No Fracking Way

Fracking Regulations Out

by Chip Northrup on November 29, 2012

The DEC’s defense lawyers have finally pushed the fracking regulations out the door. 30 day comment period begins 12/12. Will have responses ready soon.

This is of course, willfully bass-ackwards, since neither the SGEIS nor the health study have been finished. But that is how the DEC does everything – bass ackwards at the behest of the gas lobby -  and as a function of whatever its defense attorneys thinks they can get away with. As Senator Avella politely points out to Governor Cuomo. So now they are sending notice so that they can get a 90 day extension – and issue the proposed new fracking regulations on December 12 – as sort of a Christmas present to frackers. Here is a copy of the notice, with some of the usual boiler-plate rationalizations on what the DEC did to come up with what they are going to try to push out the door, some rationalizations for the changes, etc.  - without stating who authored the proposed revisions.

Might sign the letter asking the DEC to put the cart back behind the horse – issue regulations after the SGEIS and health study are complete.

Shown below is what they are proposing, by major heading. Note that most of this is simply bureaucratic dissembling about the limited changes proposed – without much actual explanation as to why. Note also that they have made some minor changes, which indicated they listened – somewhat to our critique of the previous draft, examples at bottom of post. For instance, the setback of a deep well from a property line (spacing unit) has gone from 330 feet back to 1,500 feet (where it started before Chesapeake told the DEC staff they wanted 330 feet) and the setback from a house has gone from 100 feet, where it’s been since 1972, to 500 feet, which is what it is in Fort Worth – where there are no shallow water wells to poison. 500 feet is still close enough to gas most shallow water wells. 
Will slog through it and post responses here on the wiki site prior to the start of comment period.
  1. Revised Rural Area Flexibility Analysis - information about compliance with the rules; costs; minimizing adverse impacts; and rural area participation.

  2. Revised Job Impact Statement - information about the nature of any impact and self-employment opportunities.
  3. Revised Regulatory Impact Statement Summary - brief description of the statutory authority and legislative objectives; needs and benefits; cost to industry; state costs; local government mandates; paperwork, duplication; alternatives; federal standards; and compliance schedule.
  4. Revised Regulatory Impact Statement - detailed explanation of the statutory authority; legislative objectives; needs and benefits; cost to industry; state costs; local government mandates; paperwork, duplication; alternative approaches; federal standards; and compliance schedule.
  5. Revised Regulatory Flexibility Analysis for Small Business and Local Governments - information about the effects of the rules; compliance requirements; professional services; compliance costs; economic and technological feasibility; minimizing adverse impact; and small business and local government participation.
  6. Revised Summary of Express Terms - the proposed rules include revisions and additions to oil and gas regulations; regulations on the management of state land; and regulations pertaining to State Pollutant Discharge Elimination System (SPDES) permitting.

SOURCE EXCERPT:
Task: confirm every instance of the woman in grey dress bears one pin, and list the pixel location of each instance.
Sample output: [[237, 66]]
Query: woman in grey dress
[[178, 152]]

EXERCISE INSTRUCTIONS:
1. Shorten the paragraph of the fracking post that begins "Shown below is what they are proposing" into a brief list that keeps its main facts.
2. Copy out everything in the fracking post from "Shown below is what" down to "shallow water wells.".
The listing has no connection to the fracking post.

RESPONSES:
1.
- The proposal is shown by major heading. Most of it is bureaucratic dissembling about limited changes, with little explanation of why.
- Some minor changes suggest the DEC partly listened to the critique of the previous draft.
- The setback of a deep well from a property line (spacing unit) goes from 330 feet back to 1,500 feet. That was the original figure before Chesapeake told DEC staff it wanted 330 feet.
- The setback from a house goes from 100 feet, in place since 1972, to 500 feet. That is the Fort Worth figure, where there are no shallow water wells to poison.
- 500 feet is still close enough to gas most shallow water wells.

2.
Shown below is what they are proposing, by major heading. Note that most of this is simply bureaucratic dissembling about the limited changes proposed – without much actual explanation as to why. Note also that they have made some minor changes, which indicated they listened – somewhat to our critique of the previous draft, examples at bottom of post. For instance, the setback of a deep well from a property line (spacing unit) has gone from 330 feet back to 1,500 feet (where it started before Chesapeake told the DEC staff they wanted 330 feet) and the setback from a house has gone from 100 feet, where it’s been since 1972, to 500 feet, which is what it is in Fort Worth – where there are no shallow water wells to poison. 500 feet is still close enough to gas most shallow water wells.